◆ Record set
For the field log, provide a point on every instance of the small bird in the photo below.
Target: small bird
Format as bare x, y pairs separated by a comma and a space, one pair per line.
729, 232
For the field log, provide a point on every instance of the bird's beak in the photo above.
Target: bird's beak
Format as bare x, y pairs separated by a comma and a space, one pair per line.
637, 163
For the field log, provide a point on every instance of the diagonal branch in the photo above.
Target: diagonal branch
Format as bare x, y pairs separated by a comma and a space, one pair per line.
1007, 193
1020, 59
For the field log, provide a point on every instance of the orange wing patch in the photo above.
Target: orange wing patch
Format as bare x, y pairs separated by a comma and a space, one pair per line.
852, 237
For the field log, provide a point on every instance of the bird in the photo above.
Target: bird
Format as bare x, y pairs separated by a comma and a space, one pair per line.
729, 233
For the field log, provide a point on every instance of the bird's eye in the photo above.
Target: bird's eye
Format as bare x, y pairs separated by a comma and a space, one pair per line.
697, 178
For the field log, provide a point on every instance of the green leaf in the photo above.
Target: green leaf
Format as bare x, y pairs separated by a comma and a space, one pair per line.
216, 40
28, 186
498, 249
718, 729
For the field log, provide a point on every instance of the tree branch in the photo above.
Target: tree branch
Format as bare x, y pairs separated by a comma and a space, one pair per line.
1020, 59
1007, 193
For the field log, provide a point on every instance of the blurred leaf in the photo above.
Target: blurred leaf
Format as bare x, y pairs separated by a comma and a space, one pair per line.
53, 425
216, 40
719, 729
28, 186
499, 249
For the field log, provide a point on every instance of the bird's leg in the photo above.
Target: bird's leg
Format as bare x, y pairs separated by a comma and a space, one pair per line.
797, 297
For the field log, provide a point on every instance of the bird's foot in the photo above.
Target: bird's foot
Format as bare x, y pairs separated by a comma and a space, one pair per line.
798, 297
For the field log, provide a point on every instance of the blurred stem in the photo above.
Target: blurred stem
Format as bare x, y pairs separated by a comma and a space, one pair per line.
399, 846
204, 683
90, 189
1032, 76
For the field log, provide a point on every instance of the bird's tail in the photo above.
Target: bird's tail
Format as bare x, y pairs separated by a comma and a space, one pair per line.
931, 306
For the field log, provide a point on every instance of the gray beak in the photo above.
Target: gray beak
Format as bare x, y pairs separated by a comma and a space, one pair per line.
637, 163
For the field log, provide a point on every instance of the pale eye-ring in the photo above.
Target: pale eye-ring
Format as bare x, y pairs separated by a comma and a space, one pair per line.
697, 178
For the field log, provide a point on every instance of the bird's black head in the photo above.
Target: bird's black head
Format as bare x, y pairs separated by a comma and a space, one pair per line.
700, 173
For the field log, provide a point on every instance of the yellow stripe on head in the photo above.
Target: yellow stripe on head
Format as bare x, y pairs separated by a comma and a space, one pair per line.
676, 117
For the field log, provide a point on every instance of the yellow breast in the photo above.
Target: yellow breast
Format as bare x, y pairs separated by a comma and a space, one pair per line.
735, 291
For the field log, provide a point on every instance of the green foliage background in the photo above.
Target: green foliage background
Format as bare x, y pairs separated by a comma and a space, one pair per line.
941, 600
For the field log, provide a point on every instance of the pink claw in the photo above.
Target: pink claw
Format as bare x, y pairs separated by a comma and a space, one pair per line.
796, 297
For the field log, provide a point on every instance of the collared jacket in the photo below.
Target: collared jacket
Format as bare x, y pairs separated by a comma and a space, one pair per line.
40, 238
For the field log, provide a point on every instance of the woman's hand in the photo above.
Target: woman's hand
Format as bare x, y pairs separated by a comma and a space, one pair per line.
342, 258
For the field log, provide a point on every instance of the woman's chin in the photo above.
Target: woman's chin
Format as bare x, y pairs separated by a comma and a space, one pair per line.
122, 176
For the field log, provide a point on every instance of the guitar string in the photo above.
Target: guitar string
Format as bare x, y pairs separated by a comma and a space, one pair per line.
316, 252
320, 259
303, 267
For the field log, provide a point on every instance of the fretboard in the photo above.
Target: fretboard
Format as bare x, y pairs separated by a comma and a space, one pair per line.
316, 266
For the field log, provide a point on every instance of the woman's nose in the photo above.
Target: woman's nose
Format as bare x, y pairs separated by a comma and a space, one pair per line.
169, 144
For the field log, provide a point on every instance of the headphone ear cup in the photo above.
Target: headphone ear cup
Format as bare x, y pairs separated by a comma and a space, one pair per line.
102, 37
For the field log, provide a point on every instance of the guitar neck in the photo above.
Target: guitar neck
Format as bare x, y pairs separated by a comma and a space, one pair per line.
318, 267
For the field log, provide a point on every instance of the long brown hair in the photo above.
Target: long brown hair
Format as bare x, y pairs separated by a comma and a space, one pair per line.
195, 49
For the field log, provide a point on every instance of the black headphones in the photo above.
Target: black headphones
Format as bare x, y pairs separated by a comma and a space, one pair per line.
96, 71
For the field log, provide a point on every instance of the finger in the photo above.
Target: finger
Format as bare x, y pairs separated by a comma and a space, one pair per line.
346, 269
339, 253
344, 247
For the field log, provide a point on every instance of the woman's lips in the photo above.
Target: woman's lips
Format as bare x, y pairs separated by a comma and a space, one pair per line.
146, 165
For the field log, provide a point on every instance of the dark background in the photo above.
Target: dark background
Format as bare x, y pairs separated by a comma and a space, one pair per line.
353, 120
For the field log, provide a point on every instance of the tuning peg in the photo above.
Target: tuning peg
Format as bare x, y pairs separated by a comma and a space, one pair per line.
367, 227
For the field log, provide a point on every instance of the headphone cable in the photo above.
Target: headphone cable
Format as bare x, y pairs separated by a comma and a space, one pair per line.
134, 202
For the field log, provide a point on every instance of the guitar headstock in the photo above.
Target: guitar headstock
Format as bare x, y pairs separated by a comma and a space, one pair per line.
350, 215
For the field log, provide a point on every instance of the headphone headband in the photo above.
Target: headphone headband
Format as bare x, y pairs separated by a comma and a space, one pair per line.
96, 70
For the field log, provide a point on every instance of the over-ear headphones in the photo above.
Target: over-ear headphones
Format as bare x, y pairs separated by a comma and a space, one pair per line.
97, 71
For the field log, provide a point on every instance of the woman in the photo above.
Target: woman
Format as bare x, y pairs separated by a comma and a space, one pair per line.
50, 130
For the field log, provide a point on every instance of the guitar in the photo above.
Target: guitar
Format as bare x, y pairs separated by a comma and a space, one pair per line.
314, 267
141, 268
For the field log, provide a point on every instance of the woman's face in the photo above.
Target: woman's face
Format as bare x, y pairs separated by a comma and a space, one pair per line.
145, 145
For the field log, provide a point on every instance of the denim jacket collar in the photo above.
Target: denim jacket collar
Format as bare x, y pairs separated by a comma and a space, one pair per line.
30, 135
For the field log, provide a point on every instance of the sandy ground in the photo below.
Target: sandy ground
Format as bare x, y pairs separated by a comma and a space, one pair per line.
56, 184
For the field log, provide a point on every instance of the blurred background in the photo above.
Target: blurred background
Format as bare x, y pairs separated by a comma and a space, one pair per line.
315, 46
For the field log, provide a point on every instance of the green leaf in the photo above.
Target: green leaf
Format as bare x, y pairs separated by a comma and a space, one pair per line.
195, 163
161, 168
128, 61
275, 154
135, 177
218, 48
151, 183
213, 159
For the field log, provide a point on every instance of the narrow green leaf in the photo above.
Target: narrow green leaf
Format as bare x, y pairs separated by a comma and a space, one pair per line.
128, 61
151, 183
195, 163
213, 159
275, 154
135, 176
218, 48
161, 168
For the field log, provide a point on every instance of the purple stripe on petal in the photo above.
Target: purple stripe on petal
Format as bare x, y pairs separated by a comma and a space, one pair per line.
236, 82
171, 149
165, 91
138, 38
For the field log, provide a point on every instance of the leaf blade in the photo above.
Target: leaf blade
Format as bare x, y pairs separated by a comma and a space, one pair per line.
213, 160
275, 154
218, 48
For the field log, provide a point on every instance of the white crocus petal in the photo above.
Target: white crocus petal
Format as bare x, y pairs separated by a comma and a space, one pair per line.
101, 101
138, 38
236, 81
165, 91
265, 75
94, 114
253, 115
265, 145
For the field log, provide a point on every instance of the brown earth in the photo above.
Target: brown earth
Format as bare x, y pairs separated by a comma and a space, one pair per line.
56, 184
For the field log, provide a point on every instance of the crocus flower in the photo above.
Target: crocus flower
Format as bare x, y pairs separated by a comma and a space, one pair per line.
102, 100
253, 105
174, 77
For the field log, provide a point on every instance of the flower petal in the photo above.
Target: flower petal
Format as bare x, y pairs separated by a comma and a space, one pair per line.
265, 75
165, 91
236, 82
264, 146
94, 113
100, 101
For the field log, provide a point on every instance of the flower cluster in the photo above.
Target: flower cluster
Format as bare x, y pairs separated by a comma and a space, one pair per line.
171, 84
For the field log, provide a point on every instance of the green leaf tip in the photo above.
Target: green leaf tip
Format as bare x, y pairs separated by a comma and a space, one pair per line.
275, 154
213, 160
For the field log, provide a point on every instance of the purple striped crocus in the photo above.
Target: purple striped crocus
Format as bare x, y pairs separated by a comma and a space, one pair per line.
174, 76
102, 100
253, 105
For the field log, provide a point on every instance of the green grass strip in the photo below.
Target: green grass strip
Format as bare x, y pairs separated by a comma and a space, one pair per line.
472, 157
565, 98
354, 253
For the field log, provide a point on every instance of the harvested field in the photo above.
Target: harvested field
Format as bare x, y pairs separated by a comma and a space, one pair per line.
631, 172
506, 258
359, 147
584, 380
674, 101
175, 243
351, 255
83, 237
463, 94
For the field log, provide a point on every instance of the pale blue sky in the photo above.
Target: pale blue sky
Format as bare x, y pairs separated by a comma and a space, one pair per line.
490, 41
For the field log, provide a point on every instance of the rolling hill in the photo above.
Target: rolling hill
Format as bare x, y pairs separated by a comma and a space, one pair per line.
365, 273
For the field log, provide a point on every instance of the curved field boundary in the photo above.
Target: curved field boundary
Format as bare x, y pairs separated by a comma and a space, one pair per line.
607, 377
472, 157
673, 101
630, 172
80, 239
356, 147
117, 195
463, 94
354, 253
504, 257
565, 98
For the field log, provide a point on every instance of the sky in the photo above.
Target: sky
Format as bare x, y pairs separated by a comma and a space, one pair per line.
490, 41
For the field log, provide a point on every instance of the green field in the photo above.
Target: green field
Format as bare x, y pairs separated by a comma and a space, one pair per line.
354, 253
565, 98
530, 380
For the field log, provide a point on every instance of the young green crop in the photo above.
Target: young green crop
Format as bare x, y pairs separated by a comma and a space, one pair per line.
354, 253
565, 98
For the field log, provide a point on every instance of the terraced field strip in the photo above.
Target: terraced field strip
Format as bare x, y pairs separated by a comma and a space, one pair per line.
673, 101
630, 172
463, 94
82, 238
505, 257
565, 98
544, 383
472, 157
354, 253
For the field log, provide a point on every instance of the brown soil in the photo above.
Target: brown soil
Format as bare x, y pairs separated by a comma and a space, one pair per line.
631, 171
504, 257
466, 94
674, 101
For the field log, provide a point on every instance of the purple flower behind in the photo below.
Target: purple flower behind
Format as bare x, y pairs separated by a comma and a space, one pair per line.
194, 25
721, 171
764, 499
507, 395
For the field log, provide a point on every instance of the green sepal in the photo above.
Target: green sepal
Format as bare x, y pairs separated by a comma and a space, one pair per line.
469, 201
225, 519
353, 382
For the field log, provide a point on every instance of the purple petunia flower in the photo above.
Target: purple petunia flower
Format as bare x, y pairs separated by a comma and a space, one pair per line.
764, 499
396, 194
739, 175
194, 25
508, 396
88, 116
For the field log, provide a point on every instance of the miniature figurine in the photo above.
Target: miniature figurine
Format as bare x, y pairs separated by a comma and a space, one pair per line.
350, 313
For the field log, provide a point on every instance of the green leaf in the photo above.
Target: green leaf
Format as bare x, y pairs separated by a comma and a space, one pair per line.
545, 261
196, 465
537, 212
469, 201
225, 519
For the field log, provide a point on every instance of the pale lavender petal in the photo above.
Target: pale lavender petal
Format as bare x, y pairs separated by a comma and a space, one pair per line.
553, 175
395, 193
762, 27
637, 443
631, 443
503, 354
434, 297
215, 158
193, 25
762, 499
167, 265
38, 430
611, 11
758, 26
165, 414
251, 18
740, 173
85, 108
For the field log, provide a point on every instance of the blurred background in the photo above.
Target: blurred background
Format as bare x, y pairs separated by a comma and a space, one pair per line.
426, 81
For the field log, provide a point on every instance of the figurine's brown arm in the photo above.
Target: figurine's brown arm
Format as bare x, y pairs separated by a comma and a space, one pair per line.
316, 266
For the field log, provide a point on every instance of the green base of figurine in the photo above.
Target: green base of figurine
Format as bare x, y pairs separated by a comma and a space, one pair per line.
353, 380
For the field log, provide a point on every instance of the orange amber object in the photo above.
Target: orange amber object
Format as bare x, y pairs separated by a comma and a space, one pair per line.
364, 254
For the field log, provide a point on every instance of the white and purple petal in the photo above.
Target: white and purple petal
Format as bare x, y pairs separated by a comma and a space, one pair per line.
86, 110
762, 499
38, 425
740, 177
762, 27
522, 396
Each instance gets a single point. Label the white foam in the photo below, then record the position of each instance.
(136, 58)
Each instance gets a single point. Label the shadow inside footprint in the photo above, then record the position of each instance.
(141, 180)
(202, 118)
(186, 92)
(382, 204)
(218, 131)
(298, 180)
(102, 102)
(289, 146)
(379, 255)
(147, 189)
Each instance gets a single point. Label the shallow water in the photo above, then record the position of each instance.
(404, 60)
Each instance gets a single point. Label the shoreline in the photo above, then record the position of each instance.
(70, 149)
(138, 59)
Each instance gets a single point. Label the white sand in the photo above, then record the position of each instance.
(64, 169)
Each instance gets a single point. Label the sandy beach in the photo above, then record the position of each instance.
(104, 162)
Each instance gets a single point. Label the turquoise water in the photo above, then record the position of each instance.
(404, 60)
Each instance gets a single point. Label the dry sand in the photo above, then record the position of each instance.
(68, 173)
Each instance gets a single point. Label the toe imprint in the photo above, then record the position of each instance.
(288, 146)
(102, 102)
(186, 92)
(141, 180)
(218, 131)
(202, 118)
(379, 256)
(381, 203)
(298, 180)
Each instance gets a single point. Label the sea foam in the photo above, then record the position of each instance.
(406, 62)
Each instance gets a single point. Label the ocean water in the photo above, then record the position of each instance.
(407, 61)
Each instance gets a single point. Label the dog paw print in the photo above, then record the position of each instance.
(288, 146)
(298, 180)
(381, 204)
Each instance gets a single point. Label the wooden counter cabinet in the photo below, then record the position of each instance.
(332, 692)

◆ Task instructions
Filter the entries down to the lines holding the string "miniature". Copy each of those lines.

◆ Result of the exercise
For the field log, provide a point on every instance of the miniature figurine in the photo above.
Target: miniature figurine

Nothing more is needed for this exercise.